[Entries taken from a dataset]
────

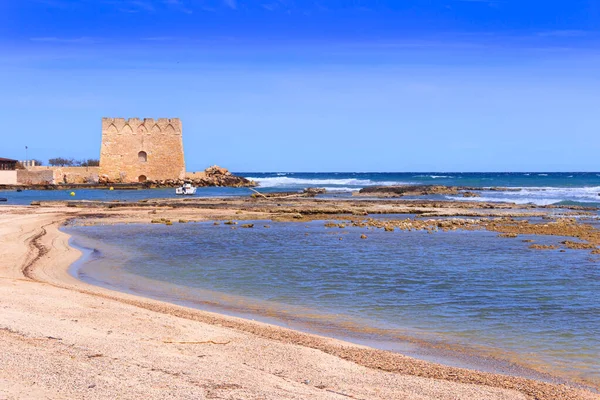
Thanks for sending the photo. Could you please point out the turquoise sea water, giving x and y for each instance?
(472, 290)
(536, 187)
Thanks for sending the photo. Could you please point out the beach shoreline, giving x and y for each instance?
(39, 258)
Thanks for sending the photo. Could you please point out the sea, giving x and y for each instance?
(462, 298)
(541, 188)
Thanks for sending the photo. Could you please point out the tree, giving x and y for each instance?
(90, 162)
(61, 162)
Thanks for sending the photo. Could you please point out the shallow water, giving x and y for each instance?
(581, 188)
(472, 290)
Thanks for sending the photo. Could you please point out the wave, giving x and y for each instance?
(285, 181)
(540, 195)
(433, 176)
(340, 189)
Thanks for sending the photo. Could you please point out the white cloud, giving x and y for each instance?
(230, 3)
(53, 39)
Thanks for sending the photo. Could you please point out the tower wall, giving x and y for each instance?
(123, 139)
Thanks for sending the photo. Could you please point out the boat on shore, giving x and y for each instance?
(186, 189)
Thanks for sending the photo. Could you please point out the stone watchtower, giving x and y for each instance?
(136, 150)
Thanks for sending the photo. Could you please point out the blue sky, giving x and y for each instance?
(298, 85)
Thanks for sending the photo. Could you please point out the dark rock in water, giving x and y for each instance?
(425, 190)
(314, 191)
(408, 190)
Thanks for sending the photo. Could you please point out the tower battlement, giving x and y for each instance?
(135, 150)
(137, 125)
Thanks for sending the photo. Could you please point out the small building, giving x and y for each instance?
(137, 150)
(8, 171)
(7, 164)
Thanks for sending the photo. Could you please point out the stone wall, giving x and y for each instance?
(35, 177)
(8, 177)
(136, 150)
(58, 175)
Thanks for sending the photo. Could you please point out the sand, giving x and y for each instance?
(62, 338)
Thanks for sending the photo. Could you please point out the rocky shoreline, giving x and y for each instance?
(427, 190)
(214, 176)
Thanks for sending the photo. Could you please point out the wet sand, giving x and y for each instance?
(62, 338)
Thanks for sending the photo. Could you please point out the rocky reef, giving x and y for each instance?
(425, 190)
(212, 176)
(218, 176)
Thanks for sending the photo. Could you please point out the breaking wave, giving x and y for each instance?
(334, 184)
(540, 196)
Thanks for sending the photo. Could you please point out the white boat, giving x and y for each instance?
(187, 188)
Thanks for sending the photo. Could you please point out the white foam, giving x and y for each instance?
(540, 195)
(285, 181)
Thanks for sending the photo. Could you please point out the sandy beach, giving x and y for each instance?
(62, 338)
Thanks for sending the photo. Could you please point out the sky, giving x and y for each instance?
(310, 85)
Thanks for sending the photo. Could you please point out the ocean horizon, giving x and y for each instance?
(538, 188)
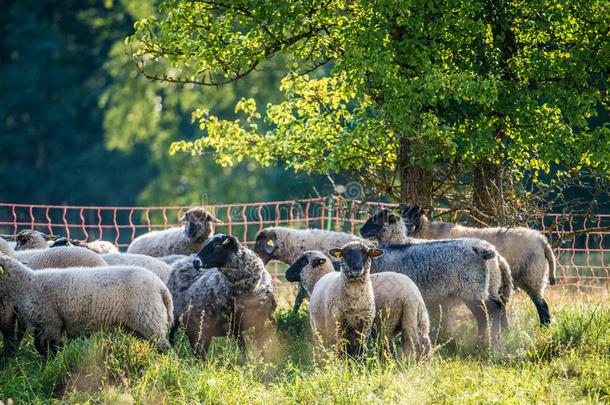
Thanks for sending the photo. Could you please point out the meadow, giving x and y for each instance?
(568, 362)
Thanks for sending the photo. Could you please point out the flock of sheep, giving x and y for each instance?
(211, 285)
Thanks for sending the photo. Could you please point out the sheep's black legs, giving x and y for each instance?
(491, 308)
(543, 309)
(301, 295)
(172, 332)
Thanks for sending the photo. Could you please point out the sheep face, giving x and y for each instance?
(217, 252)
(412, 215)
(28, 239)
(266, 245)
(309, 268)
(355, 259)
(377, 224)
(198, 224)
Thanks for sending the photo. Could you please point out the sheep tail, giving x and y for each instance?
(550, 258)
(486, 254)
(506, 289)
(167, 301)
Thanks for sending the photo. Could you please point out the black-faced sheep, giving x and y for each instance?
(445, 271)
(388, 227)
(181, 240)
(159, 268)
(342, 304)
(527, 251)
(82, 300)
(399, 306)
(286, 244)
(232, 294)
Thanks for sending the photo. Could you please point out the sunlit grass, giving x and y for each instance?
(567, 362)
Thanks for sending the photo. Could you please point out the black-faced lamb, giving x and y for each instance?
(342, 304)
(399, 306)
(180, 240)
(527, 251)
(286, 244)
(445, 271)
(78, 301)
(159, 268)
(388, 227)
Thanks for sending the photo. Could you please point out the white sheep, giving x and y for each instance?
(81, 300)
(342, 305)
(40, 259)
(527, 251)
(159, 268)
(180, 240)
(388, 227)
(98, 246)
(399, 306)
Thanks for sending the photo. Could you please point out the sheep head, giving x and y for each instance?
(29, 239)
(413, 216)
(379, 224)
(309, 268)
(198, 224)
(266, 244)
(355, 259)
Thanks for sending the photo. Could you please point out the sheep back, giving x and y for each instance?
(159, 268)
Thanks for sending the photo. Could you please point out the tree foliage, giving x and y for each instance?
(424, 99)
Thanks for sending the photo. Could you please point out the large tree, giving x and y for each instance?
(425, 99)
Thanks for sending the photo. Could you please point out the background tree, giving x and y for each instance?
(475, 102)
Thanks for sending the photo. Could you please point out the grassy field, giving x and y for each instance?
(568, 362)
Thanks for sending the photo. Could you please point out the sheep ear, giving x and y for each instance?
(213, 219)
(374, 252)
(335, 252)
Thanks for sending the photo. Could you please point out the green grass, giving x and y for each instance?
(569, 362)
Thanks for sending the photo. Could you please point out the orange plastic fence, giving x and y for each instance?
(583, 260)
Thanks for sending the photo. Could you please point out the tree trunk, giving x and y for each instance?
(415, 182)
(487, 193)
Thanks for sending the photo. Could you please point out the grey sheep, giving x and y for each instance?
(40, 259)
(444, 271)
(80, 300)
(388, 227)
(286, 244)
(226, 298)
(527, 251)
(159, 268)
(180, 240)
(399, 306)
(342, 304)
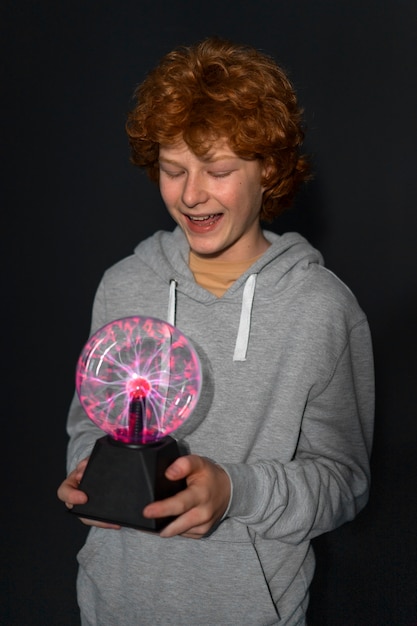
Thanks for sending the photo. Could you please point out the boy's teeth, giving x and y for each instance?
(201, 219)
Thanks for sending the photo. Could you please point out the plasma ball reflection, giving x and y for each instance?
(138, 379)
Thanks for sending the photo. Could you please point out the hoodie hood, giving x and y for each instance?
(286, 260)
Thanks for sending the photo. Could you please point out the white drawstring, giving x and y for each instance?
(242, 338)
(171, 302)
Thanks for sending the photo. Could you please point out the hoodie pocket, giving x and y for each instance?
(127, 578)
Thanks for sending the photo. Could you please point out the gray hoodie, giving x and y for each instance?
(287, 410)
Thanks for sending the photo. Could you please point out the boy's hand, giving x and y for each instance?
(198, 507)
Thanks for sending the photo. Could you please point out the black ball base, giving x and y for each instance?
(121, 479)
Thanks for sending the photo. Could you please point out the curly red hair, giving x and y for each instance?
(216, 89)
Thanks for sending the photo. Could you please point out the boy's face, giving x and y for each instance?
(215, 199)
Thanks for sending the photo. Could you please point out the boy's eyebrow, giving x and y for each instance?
(208, 159)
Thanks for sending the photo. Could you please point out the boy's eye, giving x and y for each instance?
(220, 174)
(171, 173)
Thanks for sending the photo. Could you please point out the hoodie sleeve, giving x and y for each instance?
(327, 481)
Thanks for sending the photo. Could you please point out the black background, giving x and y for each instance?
(72, 204)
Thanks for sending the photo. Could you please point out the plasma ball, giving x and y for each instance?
(138, 379)
(138, 388)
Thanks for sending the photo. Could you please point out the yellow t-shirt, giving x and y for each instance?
(217, 276)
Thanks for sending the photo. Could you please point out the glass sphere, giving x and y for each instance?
(138, 379)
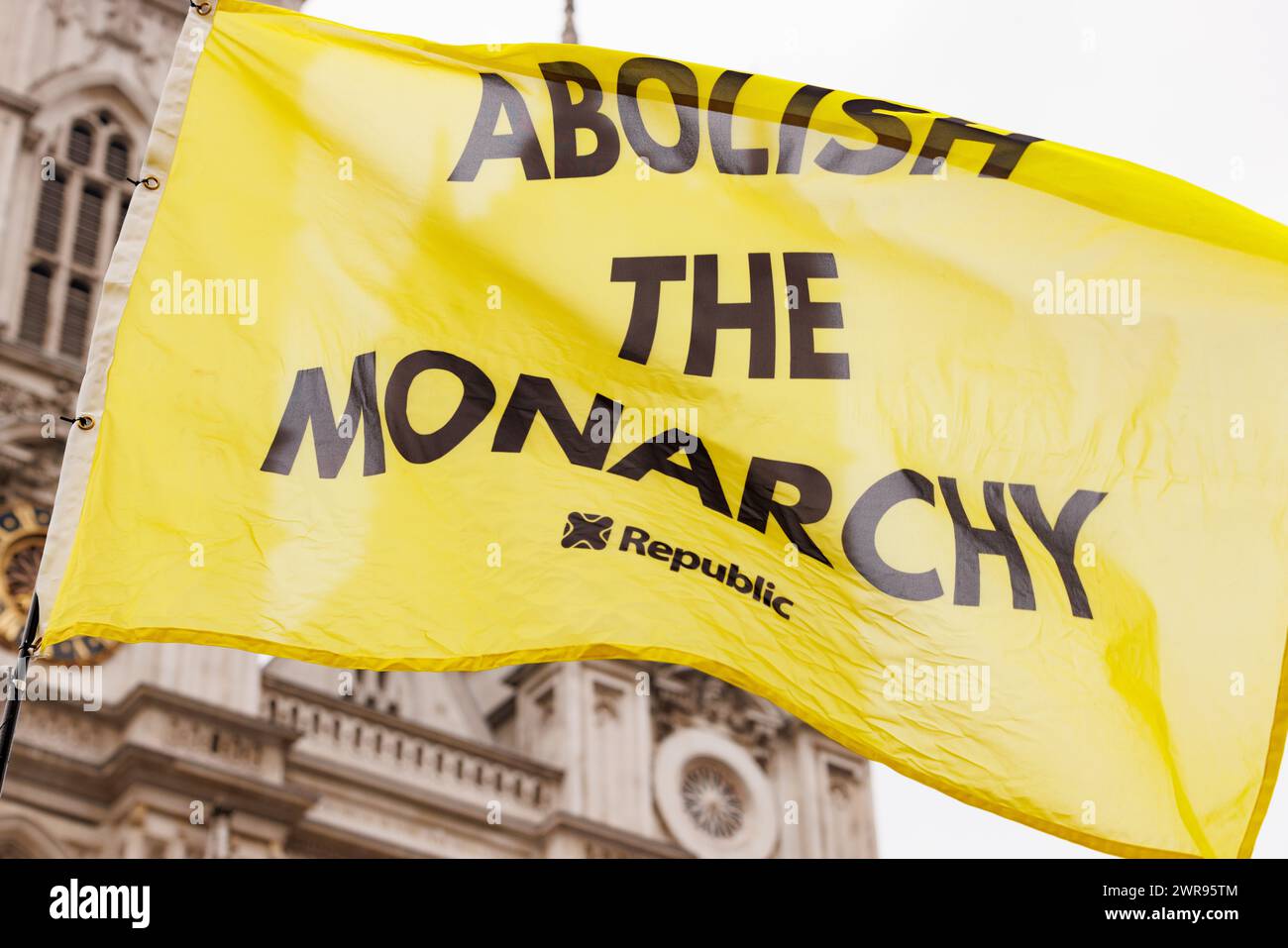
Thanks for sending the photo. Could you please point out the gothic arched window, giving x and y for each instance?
(81, 205)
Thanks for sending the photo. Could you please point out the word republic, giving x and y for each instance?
(309, 406)
(876, 117)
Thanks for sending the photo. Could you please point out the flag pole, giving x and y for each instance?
(18, 683)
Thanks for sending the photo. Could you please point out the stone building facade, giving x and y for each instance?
(211, 753)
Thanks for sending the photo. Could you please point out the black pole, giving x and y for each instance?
(17, 685)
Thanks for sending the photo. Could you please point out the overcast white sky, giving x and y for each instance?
(1196, 89)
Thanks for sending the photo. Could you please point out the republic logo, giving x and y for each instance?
(591, 531)
(587, 532)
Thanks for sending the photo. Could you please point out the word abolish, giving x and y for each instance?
(309, 406)
(872, 119)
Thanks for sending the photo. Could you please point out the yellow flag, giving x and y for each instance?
(965, 447)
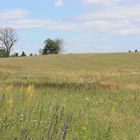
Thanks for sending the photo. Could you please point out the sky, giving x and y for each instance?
(86, 26)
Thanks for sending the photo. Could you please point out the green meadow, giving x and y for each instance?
(70, 97)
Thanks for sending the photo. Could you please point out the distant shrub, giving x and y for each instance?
(23, 54)
(31, 54)
(15, 55)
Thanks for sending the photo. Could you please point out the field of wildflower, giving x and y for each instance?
(70, 97)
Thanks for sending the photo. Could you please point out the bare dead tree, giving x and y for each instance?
(7, 39)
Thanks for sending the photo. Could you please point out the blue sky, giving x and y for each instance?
(84, 25)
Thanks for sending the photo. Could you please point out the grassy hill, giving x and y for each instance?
(72, 96)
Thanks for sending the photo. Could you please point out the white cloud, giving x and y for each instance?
(13, 14)
(58, 3)
(116, 12)
(102, 2)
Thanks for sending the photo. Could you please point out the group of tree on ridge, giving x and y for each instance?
(8, 38)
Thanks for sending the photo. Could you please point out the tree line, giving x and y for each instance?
(8, 39)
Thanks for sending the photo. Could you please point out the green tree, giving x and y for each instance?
(3, 53)
(52, 46)
(7, 39)
(23, 54)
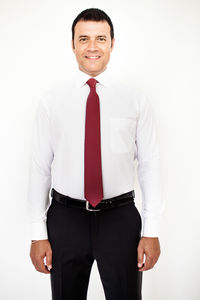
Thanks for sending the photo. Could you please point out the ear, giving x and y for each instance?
(73, 49)
(112, 43)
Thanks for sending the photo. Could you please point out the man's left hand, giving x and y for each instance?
(149, 246)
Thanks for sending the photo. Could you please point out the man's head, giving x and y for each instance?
(92, 40)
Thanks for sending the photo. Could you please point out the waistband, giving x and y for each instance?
(108, 203)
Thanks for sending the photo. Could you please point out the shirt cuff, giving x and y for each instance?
(39, 231)
(150, 228)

────

Aim of the exercise: Change "shirt cuff" to "sleeve cuff" in the lines running from the one that contains "cuff, giving x and y for each instance?" through the end of the data, both ends included. Rewrite only those lines and leave everything else in them unchanged.

Answer for the task:
Thanks for sending the photo. Could you please point out the sleeve cuff, giving x and y for each instance?
(39, 231)
(150, 228)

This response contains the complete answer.